| Brief |
Update the entries below by putting "Label request" in place of every "Query", and leave everything else unchanged.

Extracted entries
────────────────
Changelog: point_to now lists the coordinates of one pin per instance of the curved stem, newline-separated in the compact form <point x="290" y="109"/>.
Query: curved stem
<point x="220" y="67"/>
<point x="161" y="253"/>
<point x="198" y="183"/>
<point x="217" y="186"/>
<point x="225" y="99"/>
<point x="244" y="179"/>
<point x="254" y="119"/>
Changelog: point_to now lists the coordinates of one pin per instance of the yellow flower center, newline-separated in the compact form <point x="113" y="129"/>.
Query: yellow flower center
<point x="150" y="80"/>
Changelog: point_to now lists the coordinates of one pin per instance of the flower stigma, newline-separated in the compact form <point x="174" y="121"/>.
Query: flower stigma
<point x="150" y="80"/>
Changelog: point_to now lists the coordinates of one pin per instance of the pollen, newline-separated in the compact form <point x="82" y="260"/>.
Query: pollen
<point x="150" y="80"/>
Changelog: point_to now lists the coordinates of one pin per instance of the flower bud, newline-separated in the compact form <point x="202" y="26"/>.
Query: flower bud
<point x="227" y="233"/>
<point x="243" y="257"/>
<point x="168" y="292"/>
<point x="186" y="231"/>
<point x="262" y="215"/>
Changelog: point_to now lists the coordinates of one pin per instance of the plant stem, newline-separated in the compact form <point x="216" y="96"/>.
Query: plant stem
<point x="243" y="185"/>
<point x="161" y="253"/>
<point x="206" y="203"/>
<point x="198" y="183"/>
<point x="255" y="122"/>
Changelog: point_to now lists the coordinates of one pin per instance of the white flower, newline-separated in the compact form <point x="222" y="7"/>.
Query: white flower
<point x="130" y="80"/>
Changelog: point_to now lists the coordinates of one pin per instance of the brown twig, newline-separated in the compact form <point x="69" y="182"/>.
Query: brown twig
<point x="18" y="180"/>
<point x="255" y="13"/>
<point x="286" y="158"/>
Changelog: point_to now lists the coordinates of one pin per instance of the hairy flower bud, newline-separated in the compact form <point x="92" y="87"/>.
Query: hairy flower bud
────────────────
| Response for this exercise |
Changelog: point_to now lists the coordinates of one pin per instance of the curved stem, newline-separated in the compact form <point x="290" y="109"/>.
Label request: curved stem
<point x="220" y="67"/>
<point x="161" y="253"/>
<point x="198" y="183"/>
<point x="217" y="186"/>
<point x="225" y="99"/>
<point x="244" y="179"/>
<point x="254" y="119"/>
Changelog: point_to now lists the coordinates of one pin per instance of the yellow flower center, newline-separated in the compact form <point x="113" y="129"/>.
Label request: yellow flower center
<point x="150" y="80"/>
Changelog: point_to now lists the coordinates of one pin per instance of the flower stigma, newline-separated in the compact form <point x="174" y="121"/>.
Label request: flower stigma
<point x="150" y="80"/>
Changelog: point_to now lists the coordinates of one pin per instance of the pollen, newline-separated in the compact form <point x="82" y="260"/>.
Label request: pollen
<point x="150" y="80"/>
Changelog: point_to now lists the coordinates of one pin per instance of the flower bud, newline-separated in the compact form <point x="202" y="26"/>.
Label request: flower bud
<point x="227" y="233"/>
<point x="243" y="257"/>
<point x="168" y="292"/>
<point x="186" y="231"/>
<point x="262" y="215"/>
Changelog: point_to now lists the coordinates of one pin per instance of the plant stem, newline-separated in the compact form <point x="216" y="96"/>.
Label request: plant stem
<point x="243" y="185"/>
<point x="161" y="253"/>
<point x="206" y="203"/>
<point x="198" y="183"/>
<point x="255" y="122"/>
Changelog: point_to now lists the coordinates of one pin per instance of the white flower, newline-separated in the compact form <point x="222" y="7"/>.
Label request: white flower
<point x="130" y="80"/>
Changelog: point_to now lists the coordinates of one pin per instance of the brown twig, newline-separated in the compact form <point x="69" y="182"/>.
Label request: brown twig
<point x="18" y="180"/>
<point x="255" y="13"/>
<point x="286" y="158"/>
Changelog: point_to now lists the coordinates of one pin per instance of the hairy flower bud, newline-separated in the compact form <point x="92" y="87"/>.
Label request: hairy flower bud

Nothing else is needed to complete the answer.